EXERCISE GOAL -
Can you transcribe every line exactly and leave the pictures behind?

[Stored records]
--- Begin ---
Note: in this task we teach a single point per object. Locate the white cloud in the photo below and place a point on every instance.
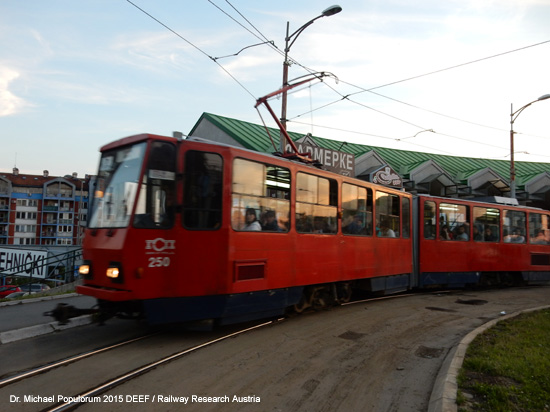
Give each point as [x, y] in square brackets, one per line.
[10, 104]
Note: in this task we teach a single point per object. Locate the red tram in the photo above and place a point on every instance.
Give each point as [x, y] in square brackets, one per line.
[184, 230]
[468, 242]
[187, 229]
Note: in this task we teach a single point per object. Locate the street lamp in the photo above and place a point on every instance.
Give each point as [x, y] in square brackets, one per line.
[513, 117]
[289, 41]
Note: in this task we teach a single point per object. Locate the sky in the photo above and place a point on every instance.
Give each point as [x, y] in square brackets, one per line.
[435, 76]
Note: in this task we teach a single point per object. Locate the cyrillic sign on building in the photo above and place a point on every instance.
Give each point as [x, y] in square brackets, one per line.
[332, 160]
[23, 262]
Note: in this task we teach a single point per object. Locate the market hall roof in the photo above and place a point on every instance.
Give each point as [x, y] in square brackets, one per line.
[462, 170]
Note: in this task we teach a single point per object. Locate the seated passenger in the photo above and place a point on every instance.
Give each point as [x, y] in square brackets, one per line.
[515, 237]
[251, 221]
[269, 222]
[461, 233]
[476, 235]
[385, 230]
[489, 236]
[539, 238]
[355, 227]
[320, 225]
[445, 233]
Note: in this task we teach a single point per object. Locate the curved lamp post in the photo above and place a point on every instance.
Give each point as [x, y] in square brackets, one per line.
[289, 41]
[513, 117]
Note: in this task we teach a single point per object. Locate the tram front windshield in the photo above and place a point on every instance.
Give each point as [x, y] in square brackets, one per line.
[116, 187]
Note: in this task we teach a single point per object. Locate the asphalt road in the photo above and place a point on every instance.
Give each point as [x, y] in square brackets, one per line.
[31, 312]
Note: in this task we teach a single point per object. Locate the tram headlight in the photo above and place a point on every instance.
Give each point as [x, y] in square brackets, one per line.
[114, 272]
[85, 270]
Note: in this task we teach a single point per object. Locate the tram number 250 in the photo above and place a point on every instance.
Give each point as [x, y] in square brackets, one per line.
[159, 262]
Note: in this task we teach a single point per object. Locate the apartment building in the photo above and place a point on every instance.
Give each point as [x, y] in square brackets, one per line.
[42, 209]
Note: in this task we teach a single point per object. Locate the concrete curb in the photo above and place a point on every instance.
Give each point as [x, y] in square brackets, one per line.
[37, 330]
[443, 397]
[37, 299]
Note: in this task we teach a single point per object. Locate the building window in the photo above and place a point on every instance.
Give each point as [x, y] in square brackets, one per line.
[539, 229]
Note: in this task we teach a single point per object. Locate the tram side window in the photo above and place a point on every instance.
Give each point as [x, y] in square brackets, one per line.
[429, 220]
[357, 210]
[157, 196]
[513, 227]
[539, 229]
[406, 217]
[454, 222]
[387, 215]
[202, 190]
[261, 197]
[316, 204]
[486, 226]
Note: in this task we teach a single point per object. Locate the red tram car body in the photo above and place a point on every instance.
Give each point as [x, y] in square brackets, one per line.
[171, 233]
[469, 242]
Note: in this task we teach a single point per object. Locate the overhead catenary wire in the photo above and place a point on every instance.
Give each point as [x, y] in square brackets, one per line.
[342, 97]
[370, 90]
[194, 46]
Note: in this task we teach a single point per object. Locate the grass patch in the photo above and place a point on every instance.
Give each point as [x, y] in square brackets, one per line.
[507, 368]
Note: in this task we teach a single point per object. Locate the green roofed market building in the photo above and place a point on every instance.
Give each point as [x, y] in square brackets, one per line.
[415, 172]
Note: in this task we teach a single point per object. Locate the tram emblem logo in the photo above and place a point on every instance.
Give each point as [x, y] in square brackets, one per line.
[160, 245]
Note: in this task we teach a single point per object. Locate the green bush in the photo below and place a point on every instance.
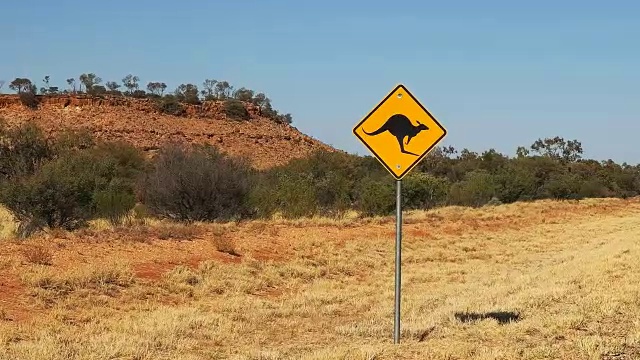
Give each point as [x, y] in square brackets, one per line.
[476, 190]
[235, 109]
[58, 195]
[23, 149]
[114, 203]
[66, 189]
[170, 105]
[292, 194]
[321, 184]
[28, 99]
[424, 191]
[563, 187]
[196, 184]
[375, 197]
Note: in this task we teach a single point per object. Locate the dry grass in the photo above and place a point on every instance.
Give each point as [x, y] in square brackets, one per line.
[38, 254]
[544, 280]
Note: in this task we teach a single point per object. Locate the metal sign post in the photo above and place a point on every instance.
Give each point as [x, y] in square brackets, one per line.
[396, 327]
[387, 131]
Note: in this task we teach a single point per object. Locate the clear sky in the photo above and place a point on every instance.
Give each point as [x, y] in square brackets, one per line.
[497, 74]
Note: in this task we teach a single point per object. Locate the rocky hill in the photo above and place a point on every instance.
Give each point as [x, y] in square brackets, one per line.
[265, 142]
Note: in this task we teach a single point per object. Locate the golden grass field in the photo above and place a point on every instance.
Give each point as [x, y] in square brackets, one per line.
--- End ---
SOLUTION TO THE PROBLEM -
Note: in this task we teach a single point per object. Locate the white cloud in the photo below and place a point on every instance.
Give each point as [x, y] in square brackets, one per line.
[10, 104]
Note: in this task we teach a single point per object. Locate the red tram in the photo above and place a point on every instance.
Give each point as [x, y] in square brackets, one per line.
[184, 230]
[468, 242]
[187, 229]
Note: in this task we teach a single point per object. Locate the street lamp in the photo above and place a point on every instance.
Give each point as [x, y] in square brackets, one per line.
[513, 117]
[289, 41]
Note: in this task we teach a single point per object. Locate the sky in the photo above and place a point on every instance.
Give each point as [x, y] in square brackets, one per line.
[435, 76]
Note: in this task we teach a single point per object. Locate the cyrillic sign on building in the photo above and place a point on every instance.
Give each point as [x, y] in square brackets, one per line.
[332, 160]
[23, 262]
Note: in this task we teach a single point per object. Locate the market hall roof in the photo above and place a point on every instance.
Give each point as [x, y] in square brackets, one per line.
[462, 170]
Note: in this task we teach a single point per object. Locate the seated passenger in the photo above and place a point on every instance.
Give each point as [x, y] in square brackets, one per line.
[515, 237]
[251, 221]
[269, 222]
[461, 233]
[476, 235]
[385, 230]
[489, 236]
[539, 238]
[355, 227]
[320, 225]
[445, 233]
Note: in this task we teach a single point per object. Locate the curved lamp post in the photo above and place a point on every instance.
Give each point as [x, y] in square brackets, one per line.
[289, 41]
[513, 117]
Note: in this task we teach a single point per object. Locate the tram front windshield in the photo above and place a point on every instance.
Give each point as [x, y] in square brackets, one per line.
[116, 187]
Note: in this task we teach a single point per object. Locate the asphalt road in the photo above and place a point on every instance.
Give each point as [x, y] in square brackets, one per line.
[31, 312]
Note: in this task we teach a single point per object. Locate the tram headlight in the photo above and place a point on every instance.
Give each point as [x, y] in square brackets, one per line.
[114, 272]
[85, 270]
Note: in this task we teach a single point per object. Locate the tram number 250 in the photo above and place a point on every instance.
Give each point as [x, y] in square brackets, one per line.
[159, 262]
Note: in this task we teach a single point per object. Locate the apartment building in the photo above and place a point on every instance.
Give each point as [x, y] in square brackets, one per line.
[42, 209]
Note: in this task we teach a single point per object. Locate the concrete curb in the photo above and place a point on every instance.
Give each point as [x, y] in square brackets, one per line.
[37, 330]
[443, 397]
[37, 299]
Note: in this task we teach a single point per object. Locate the building window in the photo above and place a point on every instance.
Give each point as [x, y] in square brackets, one per line.
[539, 229]
Note: in this task we teach a single point per object. Locate the tram side window in the photo above and place a point on every instance.
Give each point as [x, y] in square brackets, one per line.
[429, 220]
[357, 210]
[157, 196]
[513, 227]
[539, 229]
[406, 217]
[454, 222]
[387, 215]
[202, 190]
[261, 197]
[316, 204]
[486, 226]
Note: in this task we teach a single point per object. Locate the red tram car body in the photo above and place a point on every instance.
Give each point as [x, y] in square brackets, one per line.
[171, 233]
[469, 242]
Note: in this task we teach a single point per object. Locate the overhead catenary wire in the photo above and place a point on every instance.
Give each point as [x, y] in square brackets, one per line.
[342, 97]
[370, 90]
[194, 46]
Note: in this task we teach a single point per object. Locate the grass patch in the photo above and place a point on every instance.
Give each point as [x, y] in square brackets, one per line.
[507, 368]
Note: in this task we teach a single point per object. Locate the green roofed market building in the photo above and place a point on every instance.
Give each point as [x, y] in square brackets, one per line.
[415, 172]
Note: in this task we teach a single point per object. Locate the tram emblem logo in the photo above and place a point on every instance.
Give each point as [x, y] in square brackets, one per line.
[160, 245]
Note: in this task we teach a single point per object. Locate the green bush in the photo below and place a point on every instance.
Give each point as [x, y] in square brackets, one per line.
[476, 190]
[235, 109]
[58, 195]
[23, 149]
[114, 203]
[66, 189]
[170, 105]
[292, 194]
[321, 184]
[28, 99]
[424, 191]
[563, 187]
[196, 184]
[375, 197]
Note: in this task we teach a single point per object. Locate the dry grass in the photo above and place a point on every instance.
Give each point as [x, y] in square brackets, one per line.
[38, 254]
[544, 280]
Note: in this task we teach a single point per object. Locate the metal sign post in the photo above and place a point on every instance.
Give each point as [x, y] in square brackets, one per line.
[396, 327]
[387, 131]
Note: in this task we teach a single point per object. Locate the clear sky in the photo above and place a point on every instance.
Give each point as [x, y] in square brackets, one per line.
[497, 74]
Note: in this task we teach a single point per object. Locate the rocky hill in the photo above and place a point on every instance.
Give each point as [x, y] in square brackets, one per line.
[265, 142]
Note: in this task we teach a single point per object. Locate the golden grass field in the photo above and place a point on every instance.
Give each point as [x, y] in square brackets, one per line.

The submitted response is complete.